→ SUPPLIED RECORDS
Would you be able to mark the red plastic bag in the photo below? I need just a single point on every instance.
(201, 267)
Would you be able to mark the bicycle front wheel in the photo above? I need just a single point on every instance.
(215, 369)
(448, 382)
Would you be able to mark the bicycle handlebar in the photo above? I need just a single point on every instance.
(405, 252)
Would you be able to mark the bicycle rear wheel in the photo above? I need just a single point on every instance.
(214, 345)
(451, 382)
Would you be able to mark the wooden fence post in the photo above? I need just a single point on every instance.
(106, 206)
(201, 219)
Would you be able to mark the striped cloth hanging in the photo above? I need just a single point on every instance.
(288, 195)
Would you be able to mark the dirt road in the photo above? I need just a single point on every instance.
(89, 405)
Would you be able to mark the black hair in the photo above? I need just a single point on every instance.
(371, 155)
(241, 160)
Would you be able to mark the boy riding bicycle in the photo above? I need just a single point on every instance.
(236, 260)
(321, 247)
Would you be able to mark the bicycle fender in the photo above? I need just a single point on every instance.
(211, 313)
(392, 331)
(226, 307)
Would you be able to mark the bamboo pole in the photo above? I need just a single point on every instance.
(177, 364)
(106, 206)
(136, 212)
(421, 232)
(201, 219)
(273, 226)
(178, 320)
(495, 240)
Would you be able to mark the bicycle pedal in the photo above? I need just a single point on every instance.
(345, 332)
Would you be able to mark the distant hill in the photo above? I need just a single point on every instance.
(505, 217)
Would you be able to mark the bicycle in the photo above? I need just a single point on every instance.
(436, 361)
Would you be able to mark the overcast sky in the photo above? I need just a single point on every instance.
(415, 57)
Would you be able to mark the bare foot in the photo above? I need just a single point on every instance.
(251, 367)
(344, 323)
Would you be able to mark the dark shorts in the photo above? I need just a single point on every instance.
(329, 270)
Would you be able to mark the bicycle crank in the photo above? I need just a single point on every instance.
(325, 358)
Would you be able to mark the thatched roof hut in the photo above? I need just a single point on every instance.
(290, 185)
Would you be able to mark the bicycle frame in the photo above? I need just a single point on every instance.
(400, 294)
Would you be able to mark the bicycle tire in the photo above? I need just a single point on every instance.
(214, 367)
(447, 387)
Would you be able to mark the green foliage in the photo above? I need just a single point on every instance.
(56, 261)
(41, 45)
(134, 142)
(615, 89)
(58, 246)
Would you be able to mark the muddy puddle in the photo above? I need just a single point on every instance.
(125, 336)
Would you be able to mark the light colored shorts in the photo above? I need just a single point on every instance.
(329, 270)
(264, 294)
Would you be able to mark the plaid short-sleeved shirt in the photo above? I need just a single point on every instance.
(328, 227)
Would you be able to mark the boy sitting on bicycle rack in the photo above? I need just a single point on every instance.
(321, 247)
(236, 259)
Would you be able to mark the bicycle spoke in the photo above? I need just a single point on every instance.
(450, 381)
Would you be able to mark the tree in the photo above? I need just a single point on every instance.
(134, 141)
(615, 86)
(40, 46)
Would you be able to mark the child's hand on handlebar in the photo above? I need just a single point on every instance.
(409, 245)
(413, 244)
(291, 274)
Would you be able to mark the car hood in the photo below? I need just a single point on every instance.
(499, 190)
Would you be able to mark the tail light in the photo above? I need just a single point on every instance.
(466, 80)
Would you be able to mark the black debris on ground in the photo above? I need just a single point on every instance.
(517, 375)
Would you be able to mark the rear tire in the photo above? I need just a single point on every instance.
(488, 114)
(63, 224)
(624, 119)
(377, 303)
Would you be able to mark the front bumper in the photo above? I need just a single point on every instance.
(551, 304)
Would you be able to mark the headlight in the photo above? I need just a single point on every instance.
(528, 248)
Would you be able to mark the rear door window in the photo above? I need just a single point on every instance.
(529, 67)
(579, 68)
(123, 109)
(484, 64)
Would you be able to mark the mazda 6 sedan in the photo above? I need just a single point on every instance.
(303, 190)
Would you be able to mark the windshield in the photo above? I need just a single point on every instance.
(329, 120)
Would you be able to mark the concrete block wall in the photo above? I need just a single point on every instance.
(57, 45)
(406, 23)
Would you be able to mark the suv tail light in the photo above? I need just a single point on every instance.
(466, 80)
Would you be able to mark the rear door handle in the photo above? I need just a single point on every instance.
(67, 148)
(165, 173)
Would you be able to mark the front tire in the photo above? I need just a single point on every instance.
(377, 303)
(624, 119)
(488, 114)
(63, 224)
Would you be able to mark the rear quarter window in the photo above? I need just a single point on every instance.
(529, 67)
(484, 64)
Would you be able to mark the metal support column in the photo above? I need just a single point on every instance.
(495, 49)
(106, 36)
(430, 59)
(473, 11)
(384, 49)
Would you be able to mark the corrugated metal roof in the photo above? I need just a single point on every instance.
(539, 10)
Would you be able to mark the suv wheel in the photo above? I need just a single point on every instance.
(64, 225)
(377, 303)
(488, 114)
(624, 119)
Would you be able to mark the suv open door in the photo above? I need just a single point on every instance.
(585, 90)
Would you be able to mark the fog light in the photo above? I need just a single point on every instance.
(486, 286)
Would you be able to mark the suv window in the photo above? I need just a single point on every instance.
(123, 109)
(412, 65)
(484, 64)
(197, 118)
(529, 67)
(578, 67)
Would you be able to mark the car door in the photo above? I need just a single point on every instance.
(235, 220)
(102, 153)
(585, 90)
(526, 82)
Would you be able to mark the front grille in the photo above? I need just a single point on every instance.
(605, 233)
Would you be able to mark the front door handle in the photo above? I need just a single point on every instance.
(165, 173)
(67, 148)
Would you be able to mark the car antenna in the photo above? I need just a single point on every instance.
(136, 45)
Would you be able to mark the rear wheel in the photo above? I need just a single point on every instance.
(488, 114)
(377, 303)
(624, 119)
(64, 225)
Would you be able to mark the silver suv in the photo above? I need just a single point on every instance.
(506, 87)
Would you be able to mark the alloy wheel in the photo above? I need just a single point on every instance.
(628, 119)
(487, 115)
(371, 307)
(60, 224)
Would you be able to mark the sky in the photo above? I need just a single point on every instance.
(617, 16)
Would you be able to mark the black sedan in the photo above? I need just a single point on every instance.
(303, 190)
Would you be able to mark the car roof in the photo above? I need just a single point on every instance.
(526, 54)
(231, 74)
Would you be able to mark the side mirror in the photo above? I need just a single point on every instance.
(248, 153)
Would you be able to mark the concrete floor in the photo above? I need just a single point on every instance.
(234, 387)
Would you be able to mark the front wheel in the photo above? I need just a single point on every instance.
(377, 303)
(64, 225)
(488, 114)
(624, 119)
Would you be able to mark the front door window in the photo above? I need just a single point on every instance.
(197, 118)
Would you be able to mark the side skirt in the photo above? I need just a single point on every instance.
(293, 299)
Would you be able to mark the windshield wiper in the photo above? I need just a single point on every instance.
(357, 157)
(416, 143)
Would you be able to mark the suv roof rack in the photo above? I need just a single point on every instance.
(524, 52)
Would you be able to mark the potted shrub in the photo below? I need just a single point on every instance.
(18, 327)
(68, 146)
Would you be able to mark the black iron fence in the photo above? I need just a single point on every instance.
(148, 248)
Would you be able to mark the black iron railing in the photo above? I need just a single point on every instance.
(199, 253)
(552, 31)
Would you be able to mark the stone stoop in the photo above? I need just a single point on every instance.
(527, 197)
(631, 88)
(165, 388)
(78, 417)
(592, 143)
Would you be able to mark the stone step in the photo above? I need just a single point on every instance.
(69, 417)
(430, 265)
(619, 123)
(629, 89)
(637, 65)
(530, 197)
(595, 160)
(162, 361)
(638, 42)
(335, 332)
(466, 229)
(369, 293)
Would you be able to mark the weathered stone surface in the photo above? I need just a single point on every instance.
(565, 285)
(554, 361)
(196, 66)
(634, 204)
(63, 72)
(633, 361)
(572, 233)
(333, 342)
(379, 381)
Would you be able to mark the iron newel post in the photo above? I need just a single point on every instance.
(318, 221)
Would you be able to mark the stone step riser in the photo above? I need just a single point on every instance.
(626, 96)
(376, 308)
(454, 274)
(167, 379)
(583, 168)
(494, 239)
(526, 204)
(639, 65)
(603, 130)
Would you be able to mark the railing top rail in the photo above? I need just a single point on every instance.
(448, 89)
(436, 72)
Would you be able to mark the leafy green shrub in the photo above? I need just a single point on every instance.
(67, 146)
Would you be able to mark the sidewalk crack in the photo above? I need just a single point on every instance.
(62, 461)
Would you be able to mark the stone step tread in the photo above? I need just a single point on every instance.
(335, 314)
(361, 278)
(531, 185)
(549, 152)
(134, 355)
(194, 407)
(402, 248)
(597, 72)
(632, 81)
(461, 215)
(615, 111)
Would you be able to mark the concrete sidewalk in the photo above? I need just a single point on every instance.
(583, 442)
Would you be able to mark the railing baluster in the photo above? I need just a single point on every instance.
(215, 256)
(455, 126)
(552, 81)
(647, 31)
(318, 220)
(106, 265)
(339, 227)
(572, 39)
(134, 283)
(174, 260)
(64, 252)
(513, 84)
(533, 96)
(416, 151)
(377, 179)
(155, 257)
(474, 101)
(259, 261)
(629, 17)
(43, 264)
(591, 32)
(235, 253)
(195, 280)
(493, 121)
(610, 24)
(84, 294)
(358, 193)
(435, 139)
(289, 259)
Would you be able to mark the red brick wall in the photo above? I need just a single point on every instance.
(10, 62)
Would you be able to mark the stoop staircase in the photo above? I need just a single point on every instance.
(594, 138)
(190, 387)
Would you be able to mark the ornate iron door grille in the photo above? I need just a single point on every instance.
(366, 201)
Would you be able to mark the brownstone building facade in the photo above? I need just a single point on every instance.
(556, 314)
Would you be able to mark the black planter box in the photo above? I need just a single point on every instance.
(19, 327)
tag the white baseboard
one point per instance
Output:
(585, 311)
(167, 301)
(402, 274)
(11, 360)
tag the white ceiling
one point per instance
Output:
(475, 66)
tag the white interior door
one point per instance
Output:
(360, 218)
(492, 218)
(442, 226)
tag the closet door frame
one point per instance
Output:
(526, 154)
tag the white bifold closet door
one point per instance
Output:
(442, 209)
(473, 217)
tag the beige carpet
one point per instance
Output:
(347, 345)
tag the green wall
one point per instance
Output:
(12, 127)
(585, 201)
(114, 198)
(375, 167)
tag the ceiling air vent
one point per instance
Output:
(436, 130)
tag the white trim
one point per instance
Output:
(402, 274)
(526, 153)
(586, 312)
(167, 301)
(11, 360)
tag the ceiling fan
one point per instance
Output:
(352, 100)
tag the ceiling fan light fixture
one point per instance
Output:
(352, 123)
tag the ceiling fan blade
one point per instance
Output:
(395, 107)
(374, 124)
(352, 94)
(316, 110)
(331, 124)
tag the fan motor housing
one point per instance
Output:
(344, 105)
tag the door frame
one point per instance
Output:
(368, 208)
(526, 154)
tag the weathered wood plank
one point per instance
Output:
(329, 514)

→ PROBLEM REQUIREMENTS
Retype the lines of the material from the one containing "tag the door frame" through the last line, exactly, and give no other lines.

→ RESPONSE TO THE TASK
tag the door frame
one point per instance
Output:
(368, 208)
(526, 154)
tag the weathered wood plank
one point per instance
Output:
(329, 514)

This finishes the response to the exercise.